* Data provided:
⁂
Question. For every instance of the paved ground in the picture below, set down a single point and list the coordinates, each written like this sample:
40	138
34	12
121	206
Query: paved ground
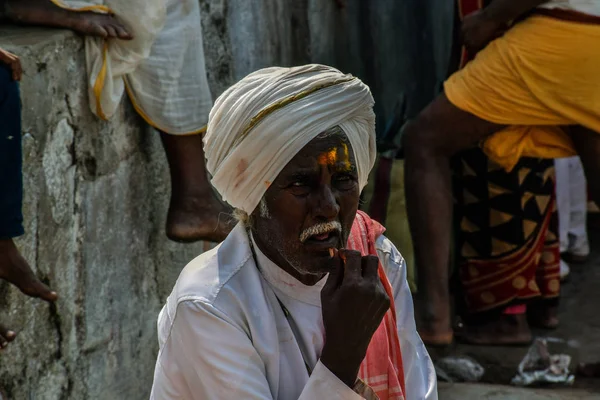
578	335
465	391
⁂
* Work task:
Drop every picture and repeat the rest of the entries exactly.

* Solution:
Question. For every instance of the paved ground in the picture below, set down a single point and list the coordinates, each written like this sample:
40	138
34	12
121	206
Query: paved ground
578	335
465	391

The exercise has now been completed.